- Directions for this task
All of the data is to be set down again without any alteration.

- Extracted entries
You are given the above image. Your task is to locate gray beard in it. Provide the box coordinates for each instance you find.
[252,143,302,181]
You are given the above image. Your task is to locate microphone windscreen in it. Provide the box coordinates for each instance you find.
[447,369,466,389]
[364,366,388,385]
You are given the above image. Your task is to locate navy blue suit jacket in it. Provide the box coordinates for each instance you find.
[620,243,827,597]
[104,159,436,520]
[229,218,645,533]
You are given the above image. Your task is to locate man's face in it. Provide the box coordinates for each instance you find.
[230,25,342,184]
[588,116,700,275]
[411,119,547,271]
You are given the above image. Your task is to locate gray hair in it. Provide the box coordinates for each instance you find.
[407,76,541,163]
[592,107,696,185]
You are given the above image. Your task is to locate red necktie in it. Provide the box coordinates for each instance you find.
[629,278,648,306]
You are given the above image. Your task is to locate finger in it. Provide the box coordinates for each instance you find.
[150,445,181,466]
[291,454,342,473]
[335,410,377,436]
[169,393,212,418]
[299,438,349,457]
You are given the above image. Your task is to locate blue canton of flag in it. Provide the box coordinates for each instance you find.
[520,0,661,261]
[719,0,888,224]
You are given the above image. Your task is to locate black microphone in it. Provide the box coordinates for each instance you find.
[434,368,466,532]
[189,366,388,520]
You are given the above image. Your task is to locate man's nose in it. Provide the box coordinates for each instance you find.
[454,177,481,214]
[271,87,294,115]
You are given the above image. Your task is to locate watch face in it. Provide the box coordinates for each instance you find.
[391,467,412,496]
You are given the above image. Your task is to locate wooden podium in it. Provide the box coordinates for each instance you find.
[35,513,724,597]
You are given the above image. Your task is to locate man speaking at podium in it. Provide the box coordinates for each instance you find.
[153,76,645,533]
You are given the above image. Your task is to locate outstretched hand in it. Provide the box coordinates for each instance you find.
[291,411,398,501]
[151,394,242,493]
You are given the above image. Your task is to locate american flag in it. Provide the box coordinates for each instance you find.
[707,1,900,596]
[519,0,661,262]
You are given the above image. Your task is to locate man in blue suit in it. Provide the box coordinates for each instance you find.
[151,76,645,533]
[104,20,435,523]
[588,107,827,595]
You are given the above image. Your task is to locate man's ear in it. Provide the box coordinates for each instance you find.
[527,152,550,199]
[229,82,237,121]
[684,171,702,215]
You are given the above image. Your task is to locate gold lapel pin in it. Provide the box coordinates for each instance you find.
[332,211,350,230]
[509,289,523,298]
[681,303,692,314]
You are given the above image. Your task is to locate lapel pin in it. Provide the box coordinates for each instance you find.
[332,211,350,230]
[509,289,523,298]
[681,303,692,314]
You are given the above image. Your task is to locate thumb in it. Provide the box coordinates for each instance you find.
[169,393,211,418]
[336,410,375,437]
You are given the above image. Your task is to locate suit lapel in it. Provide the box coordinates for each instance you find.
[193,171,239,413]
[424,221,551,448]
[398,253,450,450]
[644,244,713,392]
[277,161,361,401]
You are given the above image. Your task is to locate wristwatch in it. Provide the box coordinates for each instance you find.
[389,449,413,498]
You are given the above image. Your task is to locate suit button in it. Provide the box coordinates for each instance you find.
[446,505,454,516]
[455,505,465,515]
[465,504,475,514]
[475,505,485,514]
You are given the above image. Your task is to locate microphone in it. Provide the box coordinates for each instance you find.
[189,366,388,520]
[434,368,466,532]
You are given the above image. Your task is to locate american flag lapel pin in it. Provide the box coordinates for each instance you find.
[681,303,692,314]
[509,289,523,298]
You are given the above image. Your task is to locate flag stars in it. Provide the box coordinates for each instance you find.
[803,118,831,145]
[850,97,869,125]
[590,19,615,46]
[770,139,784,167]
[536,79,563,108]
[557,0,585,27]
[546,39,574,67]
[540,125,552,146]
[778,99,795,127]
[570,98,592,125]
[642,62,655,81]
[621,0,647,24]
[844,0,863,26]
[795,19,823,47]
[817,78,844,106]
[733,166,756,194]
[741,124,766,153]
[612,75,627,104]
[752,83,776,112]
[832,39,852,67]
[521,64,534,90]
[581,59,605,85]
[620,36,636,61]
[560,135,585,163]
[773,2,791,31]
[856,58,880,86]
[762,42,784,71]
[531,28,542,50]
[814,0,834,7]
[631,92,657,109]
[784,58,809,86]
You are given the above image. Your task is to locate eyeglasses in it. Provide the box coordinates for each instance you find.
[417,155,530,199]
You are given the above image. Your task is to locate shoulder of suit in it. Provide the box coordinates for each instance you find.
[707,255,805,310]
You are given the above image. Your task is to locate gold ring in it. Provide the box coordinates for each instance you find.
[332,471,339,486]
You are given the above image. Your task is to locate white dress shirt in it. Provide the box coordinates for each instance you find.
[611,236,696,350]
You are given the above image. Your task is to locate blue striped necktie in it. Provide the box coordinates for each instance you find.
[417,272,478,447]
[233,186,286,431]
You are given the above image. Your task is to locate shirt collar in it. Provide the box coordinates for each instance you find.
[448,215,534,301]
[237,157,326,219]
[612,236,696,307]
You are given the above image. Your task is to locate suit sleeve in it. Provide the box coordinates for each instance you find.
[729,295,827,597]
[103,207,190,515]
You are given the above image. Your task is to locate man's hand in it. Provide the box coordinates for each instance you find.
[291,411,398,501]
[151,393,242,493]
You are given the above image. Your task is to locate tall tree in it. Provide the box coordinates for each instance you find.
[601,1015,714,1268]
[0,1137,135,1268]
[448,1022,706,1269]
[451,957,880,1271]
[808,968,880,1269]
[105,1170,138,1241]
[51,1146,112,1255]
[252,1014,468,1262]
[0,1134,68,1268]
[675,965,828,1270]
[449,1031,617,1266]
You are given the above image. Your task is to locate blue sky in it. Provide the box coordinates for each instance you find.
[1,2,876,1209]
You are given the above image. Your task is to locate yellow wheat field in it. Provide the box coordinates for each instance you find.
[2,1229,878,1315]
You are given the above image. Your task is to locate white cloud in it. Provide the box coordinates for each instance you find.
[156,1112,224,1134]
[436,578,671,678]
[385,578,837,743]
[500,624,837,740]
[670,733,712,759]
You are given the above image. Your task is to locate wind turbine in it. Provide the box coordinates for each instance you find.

- Response to this exercise
You are given the above image. Your task is to locate gray beard in it. Provide the box coordinates for each instance you find.
[252,143,302,181]
You are given the above image. Your task is to locate microphone windscreen in it. Provide the box coordinates for each instance you find.
[447,369,466,389]
[364,366,388,385]
You are given the above image. Your task is to locate navy blue suit jacket in it. Provide the box coordinates for each instance you find.
[620,243,827,597]
[104,159,436,520]
[229,218,645,533]
You are given the above image. Your task is to locate man's face in it. Provide the box coordinates for each instance you find.
[230,25,342,184]
[588,116,700,275]
[411,119,547,271]
You are given the above image. Your task is to locate gray hair in it. Provide the box coordinates for each instance you find.
[407,76,541,163]
[592,107,696,185]
You are given the above image. Your task is to locate red necktie in it. Provide the box coordinates for each instance you find.
[629,278,648,306]
You are given the above image. Your task is to locate finger in it. Provide the box coordinates for each instance you find.
[150,445,181,466]
[291,454,342,473]
[335,410,377,436]
[169,393,212,418]
[299,438,349,457]
You are given the above image. Your task is to locate blue canton of flag in it. Provide the box coordinates for each instance you find.
[520,0,661,261]
[719,0,888,224]
You are given the above image. Your task is to locate black microphone in it. Provide the box coordinates for each instance you find.
[434,368,466,532]
[189,366,388,520]
You are given the above image. Your task is to locate man's nose in it. Provide the box coordinates for each instance you find.
[454,177,481,214]
[271,87,294,115]
You are given the above image. Your task is to locate watch face in it. Provide the box coordinates for each instance you find.
[391,467,412,496]
You are given the above image. Your task is to locate wooden podium in it. Provide the box coordinates for each instance you find.
[35,513,724,597]
You are given the above image. Your task is to locate man speaking at podium in it. Provide the box coordinates for each instance you find.
[153,76,645,533]
You are given the above image. Your task is to locate outstretched hand in it. Provide the box coordinates for each instance you find.
[291,411,398,501]
[151,394,242,493]
You are given the above image. Your task is to locate american flag in it. Provide the box coordinates for each instance you find.
[707,1,900,596]
[519,0,661,262]
You are given the above image. Your task is to locate man in blue suit in it. Provide the box coordinates for each instance you find.
[151,76,645,533]
[104,20,435,523]
[588,107,827,595]
You are given the above image. Your task is to locate man's ear in it. Provide the box coordinates for each instance you find.
[527,152,550,199]
[229,82,237,121]
[684,171,702,215]
You are given the above image. Your task is to locate gold lapel pin in it. Provide the box coordinates for each instance you find.
[332,211,350,230]
[509,289,523,298]
[681,303,692,314]
You are given the above image. Your task is to locate lapel pin in it. Provide the box coordinates for each instance you find.
[332,211,350,230]
[509,289,523,298]
[681,303,692,314]
You are given the above image. Your task is to locate thumb in it. Provide the box coordinates for each instance you find.
[169,393,211,418]
[336,410,375,437]
You are given the above image. Your task is to locate suit lapel in it. Provide the box coordinates for each instance you find.
[193,171,239,413]
[424,221,551,448]
[398,253,450,450]
[644,244,713,392]
[277,161,361,401]
You are given the above image. Your task is to locate wristwatch in it. Provide the box coordinates for each instance you find.
[389,449,413,498]
You are given the above image. Your task is to locate suit button in it. Provide the box coordinates for each instance you find.
[446,505,454,516]
[455,505,465,515]
[465,504,475,514]
[475,505,485,514]
You are given the above image. Your task is to locate microphone in it. Provide the box coordinates for each instance you find.
[189,366,388,520]
[434,368,466,532]
You are given the above image. Your task is to locate american flag lapel pin in it. Provide the box coordinates for each instance you find.
[681,303,692,314]
[509,289,523,298]
You are given the above image. Your task is to locate flag stars in it. Provide the box coordinates for each instance you find.
[803,118,831,145]
[850,97,869,125]
[590,19,615,46]
[770,139,784,167]
[536,79,563,108]
[557,0,585,27]
[546,39,574,67]
[540,125,552,146]
[778,99,795,127]
[570,98,592,125]
[642,62,655,81]
[621,0,647,24]
[844,0,863,26]
[795,19,823,47]
[817,78,844,106]
[733,166,756,194]
[741,124,766,153]
[612,75,627,104]
[752,83,776,112]
[832,39,852,67]
[521,64,534,90]
[581,59,605,85]
[620,36,636,61]
[560,135,585,163]
[773,2,791,31]
[856,58,880,86]
[762,42,784,71]
[531,28,542,50]
[814,0,834,7]
[631,92,657,109]
[784,58,809,86]
You are given the above image. Your task is to locate eyeglasses in it. Provide the box coordinates for each instance you find.
[417,155,530,199]
You are given the above image. Your task is to locate shoulder of suit in it. Provide the box coordinates for each instance you find.
[707,255,805,310]
You are given the above image. Your task is to locate gold ring in it. Provide the box coordinates for each instance you find.
[332,471,339,486]
You are given the above image. Your task is to locate white dress shirt in it. Provide the box coordinates for each instance you find.
[611,236,696,350]
You are given the above image. Your task is to locate blue striped necktie in it. Provide the box coordinates for each instance you find.
[417,272,478,447]
[233,186,286,431]
You are given the above image. Your task is to locate shirt collar in it. Provide the box coordinates for each instance you find.
[448,215,534,301]
[237,157,326,219]
[612,236,696,307]
You are given the above image. Your task is to locate suit sleeve in it. Provide the box coordinates for each instance you find.
[729,295,827,597]
[103,207,190,515]
You are given the above image. Your task is to locate man's hand in it. Provide the box coordinates for each instance you find.
[291,411,398,501]
[151,393,242,493]
You are given the above image. Your task is to locate tall tree in it. Provide the box coordinates for each instance you find.
[601,1015,714,1268]
[0,1137,135,1268]
[448,1022,706,1269]
[451,957,880,1271]
[808,968,880,1269]
[105,1170,138,1241]
[51,1146,112,1255]
[252,1014,468,1262]
[0,1134,68,1268]
[675,965,828,1270]
[449,1031,617,1266]
You are given the above image. Your task is to locate blue sky in it. Provide the box coordinates for each instance you find.
[1,2,876,1209]
You are given the above image. Your task is to locate yellow wheat field in it. Provide the box coordinates for each instance you find.
[2,1229,878,1315]
You are given the above image. Your task is to locate white cloud in it. Provide the box coordinates for each instance you find.
[156,1112,224,1134]
[436,578,671,678]
[385,578,837,743]
[500,624,837,740]
[670,733,712,759]
You are given the above image. Your task is to locate wind turbine in it. Provide the box coordinates for each instance you find.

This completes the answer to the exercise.